In the piece about finding yoga, write out everything from "After almost a" down to "a try anyway." again, putting "lower back" in place of "rotator cuff".

- Extract to read
──────────────────────────────
As previously featured on http://bayshakti.com/
In 2007 a profound betrayal and subsequent loss of my best friend plunged me into the darkest years of my life. Despite my anguish, I somehow mustered up the strength to make the bold (or arguably stupid!) decision of moving across country to Los Angeles, in part to fight for love, only to find myself rejected and abandoned, jobless, friendless, and completely alone. The years that followed can only adequately be described as a truly “dark night of the soul”.
After almost a year of endless tears, sleepless nights and an inability to eat much of substance, almost as an act of desperation, I dragged myself into the neighborhood yoga studio. I had actually been looking for a pilates studio since yoga had always aggravated my rotator cuff in the past, but in a twist of magical synchronicity, the only studio I could find that was walking distance from my apartment was City Yoga, an Anusara yoga studio. “What on earth is Anusara?”, I thought to myself. I’d never heard of it, but decided to give it a try anyway.
──────────────────────────────
- Supplied entries
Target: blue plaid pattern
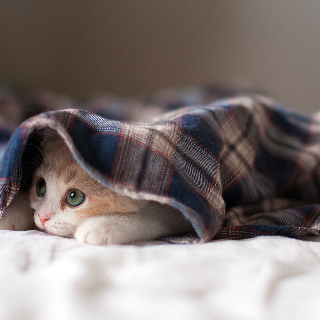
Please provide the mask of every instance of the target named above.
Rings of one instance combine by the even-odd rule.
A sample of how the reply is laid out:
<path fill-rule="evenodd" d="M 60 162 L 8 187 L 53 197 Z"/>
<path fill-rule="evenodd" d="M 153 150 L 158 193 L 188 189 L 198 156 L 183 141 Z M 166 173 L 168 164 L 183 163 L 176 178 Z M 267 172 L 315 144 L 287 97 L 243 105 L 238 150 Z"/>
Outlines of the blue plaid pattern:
──────────────────────────────
- Complete answer
After almost a year of endless tears, sleepless nights and an inability to eat much of substance, almost as an act of desperation, I dragged myself into the neighborhood yoga studio. I had actually been looking for a pilates studio since yoga had always aggravated my lower back in the past, but in a twist of magical synchronicity, the only studio I could find that was walking distance from my apartment was City Yoga, an Anusara yoga studio. “What on earth is Anusara?”, I thought to myself. I’d never heard of it, but decided to give it a try anyway.